(Beginning of Passage)

An autobiography as toxic and addictive as any drug its author has ever ingested.

The legendary booze-addled metal rocker turned reality-TV star comes clean in his tell-all autobiography.

Although brought up in the bleak British factory town of Aston, John “Ozzy” Osbourne’s tragicomic rags-to-riches tale is somehow quintessentially American. It’s an epic dream/nightmare that takes him from Winson Green prison in 1966 to a presidential dinner with George W. Bush in 2004. Tracing his adult life from petty thief and slaughterhouse worker to rock star, Osbourne’s first-person slang-and-expletive-driven style comes off like he’s casually relating his story while knocking back pints at the pub. “What you read here,” he writes, “is what dribbled out of the jelly I call my brain when I asked it for my life story.” During the late 1960s his transformation from inept shoplifter to notorious Black Sabbath frontman was unlikely enough. In fact, the band got its first paying gigs by waiting outside concert venues hoping the regularly scheduled act wouldn’t show. After a few years, Osbourne and his bandmates were touring America and becoming millionaires from their riff-heavy doom music. As expected, with success came personal excess and inevitable alienation from the other members of the group. But as a solo performer, Osbourne’s predilection for guns, drink, drugs, near-death experiences, cruelty to animals and relieving himself in public soon became the stuff of legend. His most infamous exploits—biting the head off a bat and accidentally urinating on the Alamo—are addressed, but they seem tame compared to other dark moments of his checkered past: nearly killing his wife Sharon during an alcohol-induced blackout, waking up after a bender in the middle of a busy highway, burning down his backyard, etc. Osbourne is confessional to a fault, jeopardizing his demonic-rocker reputation with glib remarks about his love for Paul McCartney and Robin Williams. The most distinguishing feature of the book is the staggering chapter-by-chapter accumulation of drunken mishaps, bodily dysfunctions and drug-induced mayhem over a 40-plus-year career—a résumé of anti-social atrocities comparable to any of rock ’n’ roll’s most reckless outlaws.

(End of Passage)
(Beginning of Data)

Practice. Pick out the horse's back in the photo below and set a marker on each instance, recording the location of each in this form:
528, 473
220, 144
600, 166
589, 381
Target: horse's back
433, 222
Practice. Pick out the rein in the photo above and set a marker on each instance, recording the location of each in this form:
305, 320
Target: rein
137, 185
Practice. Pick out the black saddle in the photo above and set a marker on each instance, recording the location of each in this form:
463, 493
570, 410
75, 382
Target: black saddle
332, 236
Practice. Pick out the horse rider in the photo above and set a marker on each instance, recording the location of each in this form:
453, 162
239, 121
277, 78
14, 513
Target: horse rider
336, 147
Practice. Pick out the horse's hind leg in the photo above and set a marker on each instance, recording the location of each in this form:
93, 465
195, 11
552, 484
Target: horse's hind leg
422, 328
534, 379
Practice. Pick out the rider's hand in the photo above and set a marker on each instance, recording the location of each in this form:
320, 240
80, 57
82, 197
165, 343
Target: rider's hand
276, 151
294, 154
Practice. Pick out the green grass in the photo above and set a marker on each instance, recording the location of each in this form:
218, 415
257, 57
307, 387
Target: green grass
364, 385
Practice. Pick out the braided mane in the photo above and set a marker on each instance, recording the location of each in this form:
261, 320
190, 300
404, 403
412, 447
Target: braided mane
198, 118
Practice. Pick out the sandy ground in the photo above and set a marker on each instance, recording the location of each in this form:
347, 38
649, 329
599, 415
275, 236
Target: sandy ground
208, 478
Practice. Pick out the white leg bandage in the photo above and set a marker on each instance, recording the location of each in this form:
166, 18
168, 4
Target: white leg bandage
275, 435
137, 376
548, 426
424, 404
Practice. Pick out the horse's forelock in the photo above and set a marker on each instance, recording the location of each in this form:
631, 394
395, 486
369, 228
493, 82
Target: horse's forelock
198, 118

(End of Data)

■ **Exercise**:
Repeat word for word the part of the Ozzy Osbourne autobiography review starting at "An autobiography as" and ending at "his tell-all autobiography.".

■ **Output of the task**:
An autobiography as toxic and addictive as any drug its author has ever ingested.

The legendary booze-addled metal rocker turned reality-TV star comes clean in his tell-all autobiography.